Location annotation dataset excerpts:
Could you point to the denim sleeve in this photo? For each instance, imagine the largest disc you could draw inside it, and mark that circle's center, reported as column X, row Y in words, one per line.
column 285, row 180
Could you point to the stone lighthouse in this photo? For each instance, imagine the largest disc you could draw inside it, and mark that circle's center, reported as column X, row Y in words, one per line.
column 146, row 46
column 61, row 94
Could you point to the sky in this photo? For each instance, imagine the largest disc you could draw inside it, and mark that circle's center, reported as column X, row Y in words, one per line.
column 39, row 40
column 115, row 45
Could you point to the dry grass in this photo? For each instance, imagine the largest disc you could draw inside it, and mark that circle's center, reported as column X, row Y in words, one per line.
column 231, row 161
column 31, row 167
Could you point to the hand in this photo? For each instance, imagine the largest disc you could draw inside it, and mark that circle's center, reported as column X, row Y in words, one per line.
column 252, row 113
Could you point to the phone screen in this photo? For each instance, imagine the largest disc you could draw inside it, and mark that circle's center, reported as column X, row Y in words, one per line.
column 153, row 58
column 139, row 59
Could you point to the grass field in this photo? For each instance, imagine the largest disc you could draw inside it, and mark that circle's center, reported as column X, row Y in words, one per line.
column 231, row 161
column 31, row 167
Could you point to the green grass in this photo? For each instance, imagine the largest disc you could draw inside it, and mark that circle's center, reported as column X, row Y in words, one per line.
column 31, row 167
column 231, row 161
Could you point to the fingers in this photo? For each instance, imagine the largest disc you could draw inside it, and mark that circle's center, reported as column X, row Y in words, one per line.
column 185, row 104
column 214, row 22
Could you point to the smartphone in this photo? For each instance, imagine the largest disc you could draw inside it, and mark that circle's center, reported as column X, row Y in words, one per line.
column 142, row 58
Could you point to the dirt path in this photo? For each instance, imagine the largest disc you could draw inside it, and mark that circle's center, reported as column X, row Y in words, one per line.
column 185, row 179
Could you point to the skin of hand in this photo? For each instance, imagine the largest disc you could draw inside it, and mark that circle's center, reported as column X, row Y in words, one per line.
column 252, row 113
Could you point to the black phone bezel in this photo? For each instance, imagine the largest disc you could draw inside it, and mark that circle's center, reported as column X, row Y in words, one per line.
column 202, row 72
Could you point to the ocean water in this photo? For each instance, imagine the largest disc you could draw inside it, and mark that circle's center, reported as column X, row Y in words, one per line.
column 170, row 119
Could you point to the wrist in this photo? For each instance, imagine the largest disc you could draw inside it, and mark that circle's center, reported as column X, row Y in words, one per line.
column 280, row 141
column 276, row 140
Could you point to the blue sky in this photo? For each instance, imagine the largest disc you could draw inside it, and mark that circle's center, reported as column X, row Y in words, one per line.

:: TASK GOAL ::
Starting with the line that contains "Could you point to the wrist", print each line through the last one in the listing. Include both end lines and add nothing.

:: THE REPLY ::
Could you point to the wrist in this photo? For each instance, imagine the largest disc you could draw inside it, and mark that circle's center, reported as column X, row Y in words, one per line.
column 280, row 141
column 276, row 140
Could you point to the blue sky in this photo? For each instance, imagine the largest disc you could draw inside it, and mark that circle's center, reported as column X, row Y in words, one per line.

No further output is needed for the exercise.